**TASK STATEMENT**
Only lines containing the string "neck" belong in the answer; copy all of them from the entries.

• • • • •

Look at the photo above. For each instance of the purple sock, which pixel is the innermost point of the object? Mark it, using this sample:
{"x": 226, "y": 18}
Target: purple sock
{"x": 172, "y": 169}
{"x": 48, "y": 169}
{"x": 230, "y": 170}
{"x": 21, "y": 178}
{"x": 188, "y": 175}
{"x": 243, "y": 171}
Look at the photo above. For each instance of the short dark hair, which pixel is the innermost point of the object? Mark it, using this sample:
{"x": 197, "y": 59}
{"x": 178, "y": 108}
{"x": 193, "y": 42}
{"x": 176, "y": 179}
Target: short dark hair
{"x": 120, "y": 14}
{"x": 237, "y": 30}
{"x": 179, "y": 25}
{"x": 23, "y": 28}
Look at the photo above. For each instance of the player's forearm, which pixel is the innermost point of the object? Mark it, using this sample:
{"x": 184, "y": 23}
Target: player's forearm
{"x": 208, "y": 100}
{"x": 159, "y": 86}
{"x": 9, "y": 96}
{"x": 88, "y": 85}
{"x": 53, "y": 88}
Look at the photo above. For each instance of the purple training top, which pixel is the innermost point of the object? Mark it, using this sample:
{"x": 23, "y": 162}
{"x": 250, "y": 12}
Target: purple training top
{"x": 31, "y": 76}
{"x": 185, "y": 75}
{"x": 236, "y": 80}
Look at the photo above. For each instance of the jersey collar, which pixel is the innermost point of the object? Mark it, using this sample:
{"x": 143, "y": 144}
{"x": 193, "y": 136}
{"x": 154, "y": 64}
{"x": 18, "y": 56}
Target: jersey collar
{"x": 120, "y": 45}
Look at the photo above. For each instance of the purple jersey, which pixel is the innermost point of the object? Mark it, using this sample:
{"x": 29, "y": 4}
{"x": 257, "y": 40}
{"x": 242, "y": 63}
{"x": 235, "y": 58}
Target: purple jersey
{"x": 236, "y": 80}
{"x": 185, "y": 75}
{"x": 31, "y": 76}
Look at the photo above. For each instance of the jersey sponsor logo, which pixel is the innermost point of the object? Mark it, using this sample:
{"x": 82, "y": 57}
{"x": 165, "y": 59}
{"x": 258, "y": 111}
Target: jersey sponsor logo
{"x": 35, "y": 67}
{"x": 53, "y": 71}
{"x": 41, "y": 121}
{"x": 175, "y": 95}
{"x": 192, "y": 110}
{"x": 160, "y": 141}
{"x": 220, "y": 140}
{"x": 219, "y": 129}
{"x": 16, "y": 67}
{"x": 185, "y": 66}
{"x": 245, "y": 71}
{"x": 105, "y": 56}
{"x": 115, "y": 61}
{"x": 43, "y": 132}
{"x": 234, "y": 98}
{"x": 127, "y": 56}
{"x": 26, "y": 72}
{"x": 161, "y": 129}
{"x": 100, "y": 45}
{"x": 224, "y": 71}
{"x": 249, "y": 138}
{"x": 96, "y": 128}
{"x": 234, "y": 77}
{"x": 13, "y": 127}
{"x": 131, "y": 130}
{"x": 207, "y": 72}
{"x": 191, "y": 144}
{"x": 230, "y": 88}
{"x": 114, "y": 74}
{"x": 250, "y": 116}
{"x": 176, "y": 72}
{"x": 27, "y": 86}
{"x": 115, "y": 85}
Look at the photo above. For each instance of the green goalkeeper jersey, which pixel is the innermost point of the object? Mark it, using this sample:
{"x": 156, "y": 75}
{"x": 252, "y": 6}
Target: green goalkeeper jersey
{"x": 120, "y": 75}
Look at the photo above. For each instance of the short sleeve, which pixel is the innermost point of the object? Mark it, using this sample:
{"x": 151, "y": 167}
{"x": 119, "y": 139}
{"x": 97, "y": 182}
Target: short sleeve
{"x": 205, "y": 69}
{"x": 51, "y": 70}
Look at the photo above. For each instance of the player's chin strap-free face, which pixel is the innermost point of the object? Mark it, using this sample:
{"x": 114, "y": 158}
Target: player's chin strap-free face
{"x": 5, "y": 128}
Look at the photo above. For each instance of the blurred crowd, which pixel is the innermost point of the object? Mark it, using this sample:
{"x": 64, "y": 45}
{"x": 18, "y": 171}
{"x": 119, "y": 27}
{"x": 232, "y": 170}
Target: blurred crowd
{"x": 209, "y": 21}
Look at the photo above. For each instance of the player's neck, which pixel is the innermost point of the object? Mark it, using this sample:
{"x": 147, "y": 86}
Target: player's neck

• • • • •

**OUTPUT OF THE TASK**
Look at the photo above. For each instance of the player's neck, which pixel is the innermost point of the object? Mark it, using this sample:
Target: player's neck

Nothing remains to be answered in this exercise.